## WORK INSTRUCTIONS
Gather every line of the records below that contains the word "woman". Treat uppercase and lowercase as different.

# DATA IN THIS EXERCISE start

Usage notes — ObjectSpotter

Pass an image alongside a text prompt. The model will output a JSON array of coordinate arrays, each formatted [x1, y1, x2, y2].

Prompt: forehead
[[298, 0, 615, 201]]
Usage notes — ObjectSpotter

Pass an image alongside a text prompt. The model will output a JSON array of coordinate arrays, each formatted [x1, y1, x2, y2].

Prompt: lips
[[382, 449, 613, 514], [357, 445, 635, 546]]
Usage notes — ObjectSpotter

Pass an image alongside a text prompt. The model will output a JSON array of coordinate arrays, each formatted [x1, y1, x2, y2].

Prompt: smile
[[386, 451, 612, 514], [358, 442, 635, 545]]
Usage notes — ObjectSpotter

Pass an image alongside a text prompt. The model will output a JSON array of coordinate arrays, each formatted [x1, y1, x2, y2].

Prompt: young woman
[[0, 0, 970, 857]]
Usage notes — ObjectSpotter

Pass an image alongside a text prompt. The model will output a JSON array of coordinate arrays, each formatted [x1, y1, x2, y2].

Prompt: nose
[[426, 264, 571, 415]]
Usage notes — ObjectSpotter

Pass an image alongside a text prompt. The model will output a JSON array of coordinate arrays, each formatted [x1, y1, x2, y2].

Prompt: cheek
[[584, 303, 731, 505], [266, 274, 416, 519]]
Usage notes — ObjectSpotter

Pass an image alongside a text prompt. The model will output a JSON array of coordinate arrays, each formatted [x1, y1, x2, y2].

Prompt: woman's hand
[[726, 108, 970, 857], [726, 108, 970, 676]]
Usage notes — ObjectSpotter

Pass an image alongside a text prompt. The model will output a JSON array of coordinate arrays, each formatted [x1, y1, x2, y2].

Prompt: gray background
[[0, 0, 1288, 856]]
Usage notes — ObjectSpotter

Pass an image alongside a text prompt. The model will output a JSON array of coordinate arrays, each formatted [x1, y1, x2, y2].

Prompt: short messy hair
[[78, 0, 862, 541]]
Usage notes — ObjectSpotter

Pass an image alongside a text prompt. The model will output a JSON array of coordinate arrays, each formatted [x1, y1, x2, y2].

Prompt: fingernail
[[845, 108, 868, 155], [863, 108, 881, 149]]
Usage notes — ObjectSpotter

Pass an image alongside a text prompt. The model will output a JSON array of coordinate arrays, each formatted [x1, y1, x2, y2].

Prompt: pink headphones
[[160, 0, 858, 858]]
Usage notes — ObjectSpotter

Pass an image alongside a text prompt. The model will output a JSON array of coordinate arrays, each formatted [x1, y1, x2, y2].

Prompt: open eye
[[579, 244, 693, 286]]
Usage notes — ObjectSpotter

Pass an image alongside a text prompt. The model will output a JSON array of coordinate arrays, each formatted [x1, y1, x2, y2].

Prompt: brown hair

# DATA IN THIS EXERCISE end

## THE RESPONSE
Prompt: young woman
Prompt: woman's hand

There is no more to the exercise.